TASKS TO COMPLETE —
1. Decide whether each statement below agrees with the passage on Plymouth, answering yes or no and quoting the words of the passage that settle it. (a) The Pilgrim Fathers came mostly from the Midlands and East Anglia. (b) The Speedwell had recently been repaired at Dartmouth. (c) The Barbican lies on the east side of Sutton Harbour.
2. Summarize the passage on Plymouth in two sentences.
3. Write the next paragraph of the passage on Plymouth, picking up after its final sentence.

Devon

 

PLYMOUTH

Mayflower Steps

Heavily bombed in World War II, the harbour area of Plymouth has been rebuilt with modern flats, offices, marinas and an impressive aquarium.  On the west side of Sutton Harbour is the Barbican (PL1 2LR), a short walk down from the Hoe, where Sir Francis Drake famously decided to finish his game of bowls.  Here a network of streets from Tudor times has been preserved, and we can visit the Elizabethan House and Garden in New Street.

New Street, Plymouth

For a few days in the late summer of 1620, these cobbled alleys would have echoed to the footsteps and conversations of a group of men who, together with their wives, children and a few servants, were shortly to set out on a voyage which would change the course of history.  They were the Pilgrim Fathers, devout and hard-working folk mostly from the Midlands and East Anglia.  Their names are listed in the Elizabethan Garden, together with their trades and towns of origin.  There is another list on the side of Island House beside the harbour.  They only put in to Plymouth because one of their vessels, the Speedwell, was found to be unseaworthy despite recent repairs at Dartmouth, but  their landfall in America became Plymouth Rock and the colony New Plymouth.  They decided to abandon the Speedwell in Plymouth and all crowded aboard the remaining ship, the Mayflower.

Records from a data collection —

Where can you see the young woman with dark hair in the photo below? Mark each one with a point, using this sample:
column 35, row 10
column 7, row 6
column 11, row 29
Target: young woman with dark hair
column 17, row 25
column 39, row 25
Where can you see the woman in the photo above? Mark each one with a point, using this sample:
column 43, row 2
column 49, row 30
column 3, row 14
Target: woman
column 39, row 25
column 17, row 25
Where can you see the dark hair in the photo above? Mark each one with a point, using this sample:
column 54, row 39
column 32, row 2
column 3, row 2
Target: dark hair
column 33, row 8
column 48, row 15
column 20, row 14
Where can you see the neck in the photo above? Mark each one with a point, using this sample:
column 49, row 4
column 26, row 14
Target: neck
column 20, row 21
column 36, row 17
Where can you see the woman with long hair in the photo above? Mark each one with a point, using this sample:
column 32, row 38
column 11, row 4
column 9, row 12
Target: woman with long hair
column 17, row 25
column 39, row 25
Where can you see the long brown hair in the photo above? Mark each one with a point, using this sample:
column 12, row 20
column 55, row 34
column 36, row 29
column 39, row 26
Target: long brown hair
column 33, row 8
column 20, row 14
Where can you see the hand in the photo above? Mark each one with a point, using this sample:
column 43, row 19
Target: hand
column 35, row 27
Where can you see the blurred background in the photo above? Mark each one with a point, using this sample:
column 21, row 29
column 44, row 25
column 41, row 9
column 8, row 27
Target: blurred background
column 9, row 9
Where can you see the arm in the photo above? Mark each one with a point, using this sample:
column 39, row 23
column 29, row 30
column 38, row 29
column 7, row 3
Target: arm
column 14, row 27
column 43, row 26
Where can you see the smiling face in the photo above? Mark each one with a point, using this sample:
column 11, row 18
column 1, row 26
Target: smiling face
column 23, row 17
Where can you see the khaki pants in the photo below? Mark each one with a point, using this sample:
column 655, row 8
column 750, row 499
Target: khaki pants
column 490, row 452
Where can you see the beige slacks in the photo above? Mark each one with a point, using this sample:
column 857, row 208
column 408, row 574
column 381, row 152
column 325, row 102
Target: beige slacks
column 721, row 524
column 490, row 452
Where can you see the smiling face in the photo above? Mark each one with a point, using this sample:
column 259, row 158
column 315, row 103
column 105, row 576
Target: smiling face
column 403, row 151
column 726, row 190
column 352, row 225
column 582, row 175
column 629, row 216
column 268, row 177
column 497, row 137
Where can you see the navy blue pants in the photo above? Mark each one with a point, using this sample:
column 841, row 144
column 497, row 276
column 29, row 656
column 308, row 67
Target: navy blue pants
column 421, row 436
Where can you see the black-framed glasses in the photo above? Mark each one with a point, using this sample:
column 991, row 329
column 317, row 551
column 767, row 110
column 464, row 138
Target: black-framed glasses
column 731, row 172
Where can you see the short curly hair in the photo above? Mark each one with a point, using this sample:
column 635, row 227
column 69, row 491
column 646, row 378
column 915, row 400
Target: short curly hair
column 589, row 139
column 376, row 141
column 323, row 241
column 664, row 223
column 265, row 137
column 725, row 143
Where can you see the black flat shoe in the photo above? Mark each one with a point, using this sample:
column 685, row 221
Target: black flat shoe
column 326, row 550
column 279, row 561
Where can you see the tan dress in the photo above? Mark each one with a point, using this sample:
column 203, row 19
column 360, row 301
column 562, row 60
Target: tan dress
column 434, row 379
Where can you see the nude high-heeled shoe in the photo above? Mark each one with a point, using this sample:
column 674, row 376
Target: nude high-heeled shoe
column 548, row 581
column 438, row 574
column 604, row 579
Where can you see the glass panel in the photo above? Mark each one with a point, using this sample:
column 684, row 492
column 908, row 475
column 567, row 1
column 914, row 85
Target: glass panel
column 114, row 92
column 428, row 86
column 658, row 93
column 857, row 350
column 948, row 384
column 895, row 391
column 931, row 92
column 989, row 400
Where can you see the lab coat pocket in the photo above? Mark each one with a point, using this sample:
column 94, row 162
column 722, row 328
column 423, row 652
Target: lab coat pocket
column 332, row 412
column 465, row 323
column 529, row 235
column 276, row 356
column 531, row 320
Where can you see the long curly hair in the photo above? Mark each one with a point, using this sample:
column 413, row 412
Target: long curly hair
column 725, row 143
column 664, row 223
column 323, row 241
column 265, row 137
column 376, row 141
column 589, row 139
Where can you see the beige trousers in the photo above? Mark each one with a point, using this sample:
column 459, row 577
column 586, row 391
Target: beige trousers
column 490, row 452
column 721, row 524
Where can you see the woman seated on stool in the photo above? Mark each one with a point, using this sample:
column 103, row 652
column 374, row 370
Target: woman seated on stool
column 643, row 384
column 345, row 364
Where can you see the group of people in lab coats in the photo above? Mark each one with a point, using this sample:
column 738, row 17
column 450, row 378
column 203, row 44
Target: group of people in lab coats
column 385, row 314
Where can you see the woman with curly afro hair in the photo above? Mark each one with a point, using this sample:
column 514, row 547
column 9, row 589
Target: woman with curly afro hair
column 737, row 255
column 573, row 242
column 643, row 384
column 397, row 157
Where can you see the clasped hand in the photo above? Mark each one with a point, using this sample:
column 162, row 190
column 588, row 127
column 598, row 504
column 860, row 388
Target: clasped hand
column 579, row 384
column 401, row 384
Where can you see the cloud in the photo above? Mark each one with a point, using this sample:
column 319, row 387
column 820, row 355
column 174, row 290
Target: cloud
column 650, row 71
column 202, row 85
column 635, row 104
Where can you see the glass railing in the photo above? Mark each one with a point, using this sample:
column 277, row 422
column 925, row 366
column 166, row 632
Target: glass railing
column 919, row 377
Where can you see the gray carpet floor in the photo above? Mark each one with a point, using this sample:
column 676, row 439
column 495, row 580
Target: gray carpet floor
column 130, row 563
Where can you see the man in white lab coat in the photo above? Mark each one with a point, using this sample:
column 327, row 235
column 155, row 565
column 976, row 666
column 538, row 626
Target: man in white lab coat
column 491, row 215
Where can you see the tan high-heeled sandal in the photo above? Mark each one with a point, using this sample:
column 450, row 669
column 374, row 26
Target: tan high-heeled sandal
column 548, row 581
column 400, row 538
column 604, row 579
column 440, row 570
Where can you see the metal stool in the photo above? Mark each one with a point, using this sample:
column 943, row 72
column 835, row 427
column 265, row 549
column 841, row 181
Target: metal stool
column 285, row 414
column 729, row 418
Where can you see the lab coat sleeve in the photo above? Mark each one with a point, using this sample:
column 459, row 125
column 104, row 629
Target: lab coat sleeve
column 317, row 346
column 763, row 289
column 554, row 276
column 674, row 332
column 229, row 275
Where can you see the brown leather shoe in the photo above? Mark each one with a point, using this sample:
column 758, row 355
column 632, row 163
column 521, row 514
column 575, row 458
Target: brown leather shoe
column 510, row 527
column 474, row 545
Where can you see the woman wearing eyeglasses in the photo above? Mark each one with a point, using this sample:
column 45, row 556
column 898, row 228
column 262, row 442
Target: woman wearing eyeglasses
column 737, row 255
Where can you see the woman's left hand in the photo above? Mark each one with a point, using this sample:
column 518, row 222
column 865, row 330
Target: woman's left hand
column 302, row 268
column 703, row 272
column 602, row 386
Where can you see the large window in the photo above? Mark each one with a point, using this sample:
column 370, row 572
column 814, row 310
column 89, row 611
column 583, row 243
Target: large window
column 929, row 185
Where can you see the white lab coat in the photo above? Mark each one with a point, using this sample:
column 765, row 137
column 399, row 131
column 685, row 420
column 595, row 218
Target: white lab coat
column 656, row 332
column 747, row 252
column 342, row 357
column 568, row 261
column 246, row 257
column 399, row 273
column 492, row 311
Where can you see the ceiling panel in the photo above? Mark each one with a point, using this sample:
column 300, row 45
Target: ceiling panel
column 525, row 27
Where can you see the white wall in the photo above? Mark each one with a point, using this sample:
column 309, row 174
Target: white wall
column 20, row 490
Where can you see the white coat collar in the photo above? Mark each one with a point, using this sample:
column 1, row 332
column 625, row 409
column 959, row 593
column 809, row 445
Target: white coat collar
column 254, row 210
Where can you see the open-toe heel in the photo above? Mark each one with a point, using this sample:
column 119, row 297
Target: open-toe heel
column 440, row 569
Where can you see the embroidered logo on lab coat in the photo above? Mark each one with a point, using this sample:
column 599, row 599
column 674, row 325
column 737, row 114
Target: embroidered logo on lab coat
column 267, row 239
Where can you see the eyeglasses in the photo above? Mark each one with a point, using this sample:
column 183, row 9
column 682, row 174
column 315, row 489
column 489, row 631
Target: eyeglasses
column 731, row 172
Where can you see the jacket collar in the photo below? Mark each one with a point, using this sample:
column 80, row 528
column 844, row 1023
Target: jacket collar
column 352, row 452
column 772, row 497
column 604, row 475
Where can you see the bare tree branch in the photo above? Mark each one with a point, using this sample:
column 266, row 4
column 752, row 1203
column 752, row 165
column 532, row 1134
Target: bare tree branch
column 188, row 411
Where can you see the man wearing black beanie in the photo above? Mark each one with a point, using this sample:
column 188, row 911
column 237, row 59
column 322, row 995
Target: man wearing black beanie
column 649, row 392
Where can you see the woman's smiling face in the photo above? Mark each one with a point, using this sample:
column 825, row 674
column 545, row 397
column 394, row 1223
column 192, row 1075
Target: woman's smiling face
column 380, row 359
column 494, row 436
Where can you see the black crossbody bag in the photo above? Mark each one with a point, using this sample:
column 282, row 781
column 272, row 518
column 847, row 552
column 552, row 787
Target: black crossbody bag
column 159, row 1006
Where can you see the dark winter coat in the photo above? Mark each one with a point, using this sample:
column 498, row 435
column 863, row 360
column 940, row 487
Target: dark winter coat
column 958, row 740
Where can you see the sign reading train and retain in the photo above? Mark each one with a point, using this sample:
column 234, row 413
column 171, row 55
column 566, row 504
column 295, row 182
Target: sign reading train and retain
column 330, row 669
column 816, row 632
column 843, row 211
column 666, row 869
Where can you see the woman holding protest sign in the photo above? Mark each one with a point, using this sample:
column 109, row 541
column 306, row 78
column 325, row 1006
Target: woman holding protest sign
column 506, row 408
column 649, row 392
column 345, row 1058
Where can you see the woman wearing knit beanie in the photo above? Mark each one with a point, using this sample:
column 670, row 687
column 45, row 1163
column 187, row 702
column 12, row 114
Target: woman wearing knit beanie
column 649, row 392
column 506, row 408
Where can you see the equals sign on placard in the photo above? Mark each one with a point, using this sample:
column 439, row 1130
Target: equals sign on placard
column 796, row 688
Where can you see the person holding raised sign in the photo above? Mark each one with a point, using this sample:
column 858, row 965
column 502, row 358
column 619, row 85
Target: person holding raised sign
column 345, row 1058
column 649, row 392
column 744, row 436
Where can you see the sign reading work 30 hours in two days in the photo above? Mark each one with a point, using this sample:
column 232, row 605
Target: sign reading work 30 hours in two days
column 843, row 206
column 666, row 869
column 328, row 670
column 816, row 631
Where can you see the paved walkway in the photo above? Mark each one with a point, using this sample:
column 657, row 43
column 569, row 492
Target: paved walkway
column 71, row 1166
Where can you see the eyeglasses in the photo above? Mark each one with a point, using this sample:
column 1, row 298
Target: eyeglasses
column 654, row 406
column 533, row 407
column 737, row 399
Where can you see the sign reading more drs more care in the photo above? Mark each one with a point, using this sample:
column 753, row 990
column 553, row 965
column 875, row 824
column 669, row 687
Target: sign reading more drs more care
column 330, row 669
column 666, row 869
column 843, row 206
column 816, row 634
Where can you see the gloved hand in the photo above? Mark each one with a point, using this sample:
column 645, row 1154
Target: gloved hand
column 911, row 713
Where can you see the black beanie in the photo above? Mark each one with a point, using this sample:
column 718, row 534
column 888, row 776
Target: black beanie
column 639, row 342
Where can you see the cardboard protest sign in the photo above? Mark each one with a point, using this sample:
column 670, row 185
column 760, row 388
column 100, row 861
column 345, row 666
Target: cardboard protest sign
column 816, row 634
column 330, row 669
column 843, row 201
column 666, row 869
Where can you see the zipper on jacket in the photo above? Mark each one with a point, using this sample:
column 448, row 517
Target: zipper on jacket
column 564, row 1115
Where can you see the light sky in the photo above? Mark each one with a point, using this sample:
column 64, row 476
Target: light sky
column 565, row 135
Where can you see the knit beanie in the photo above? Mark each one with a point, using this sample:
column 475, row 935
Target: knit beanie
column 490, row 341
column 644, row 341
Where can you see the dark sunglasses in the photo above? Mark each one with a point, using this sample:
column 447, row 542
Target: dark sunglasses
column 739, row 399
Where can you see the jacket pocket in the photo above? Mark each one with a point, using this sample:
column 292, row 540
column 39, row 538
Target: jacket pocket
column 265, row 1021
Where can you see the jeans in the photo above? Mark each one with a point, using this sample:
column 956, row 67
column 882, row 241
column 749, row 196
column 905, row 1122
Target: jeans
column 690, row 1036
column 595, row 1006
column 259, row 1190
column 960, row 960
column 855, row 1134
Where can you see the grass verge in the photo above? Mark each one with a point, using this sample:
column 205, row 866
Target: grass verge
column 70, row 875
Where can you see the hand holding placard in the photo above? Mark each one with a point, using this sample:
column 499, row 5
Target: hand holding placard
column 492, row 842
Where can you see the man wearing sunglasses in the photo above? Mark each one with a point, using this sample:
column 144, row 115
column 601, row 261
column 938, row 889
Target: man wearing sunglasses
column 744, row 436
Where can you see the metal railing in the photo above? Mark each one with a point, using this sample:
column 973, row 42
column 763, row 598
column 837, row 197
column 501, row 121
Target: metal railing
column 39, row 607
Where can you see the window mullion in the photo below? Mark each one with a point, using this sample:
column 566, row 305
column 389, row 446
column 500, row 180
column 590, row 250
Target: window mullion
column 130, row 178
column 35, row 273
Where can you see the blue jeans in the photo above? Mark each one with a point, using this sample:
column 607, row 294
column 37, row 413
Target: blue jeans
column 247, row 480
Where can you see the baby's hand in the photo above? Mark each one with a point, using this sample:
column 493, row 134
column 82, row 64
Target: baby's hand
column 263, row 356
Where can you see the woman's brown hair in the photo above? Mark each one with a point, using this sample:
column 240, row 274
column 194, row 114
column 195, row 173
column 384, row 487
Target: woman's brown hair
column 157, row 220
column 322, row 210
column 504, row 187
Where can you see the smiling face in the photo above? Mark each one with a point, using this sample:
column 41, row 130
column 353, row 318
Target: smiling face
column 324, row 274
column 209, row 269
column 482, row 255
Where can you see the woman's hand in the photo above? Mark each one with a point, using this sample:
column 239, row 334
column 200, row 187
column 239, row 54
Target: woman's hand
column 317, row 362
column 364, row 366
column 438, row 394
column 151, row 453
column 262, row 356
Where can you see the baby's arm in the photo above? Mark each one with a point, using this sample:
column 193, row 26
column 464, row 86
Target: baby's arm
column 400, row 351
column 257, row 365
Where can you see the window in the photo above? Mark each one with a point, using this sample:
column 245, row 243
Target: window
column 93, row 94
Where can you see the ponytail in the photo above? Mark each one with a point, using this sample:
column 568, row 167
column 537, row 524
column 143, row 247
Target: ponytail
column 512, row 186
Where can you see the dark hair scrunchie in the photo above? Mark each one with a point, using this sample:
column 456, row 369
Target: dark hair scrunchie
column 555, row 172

WRITTEN ANSWERS —
1.
(a) Yes: "devout and hard-working folk mostly from the Midlands and East Anglia."
(b) Yes: "despite recent repairs at Dartmouth."
(c) No: "On the west side of Sutton Harbour is the Barbican."

2. Plymouth's harbor area was heavily bombed in World War II and has been rebuilt, but in the Barbican on the west side of Sutton Harbour a network of Tudor streets survives, including the Elizabethan House and Garden in New Street. In the late summer of 1620 the Pilgrim Fathers spent a few days there after their ship the Speedwell proved unseaworthy, so they abandoned it and all crowded aboard the Mayflower.

3.
Mayflower stone

On the West Pier is the plain inscription Mayflower 1620, marking the point from which the sturdy Pilgrims left England's shores for the last time on 6th September.  Nearby a bronze plaque tells the full story and a stone canopy covers the way to the Mayflower Steps on the harbour wall.  Other inscriptions here tell the story of earlier attempts to colonise the New World, including Sir Walter Raleigh's ill-fated Roanoake settlement, and Sir George Somers expedition to Jamestown in 1609.  This small jetty was the starting point for these and many other ventures to the New World and beyond.

The nearby Mayflower Museum tells the story of the Pilgrims and of other seafaring adventures which began here.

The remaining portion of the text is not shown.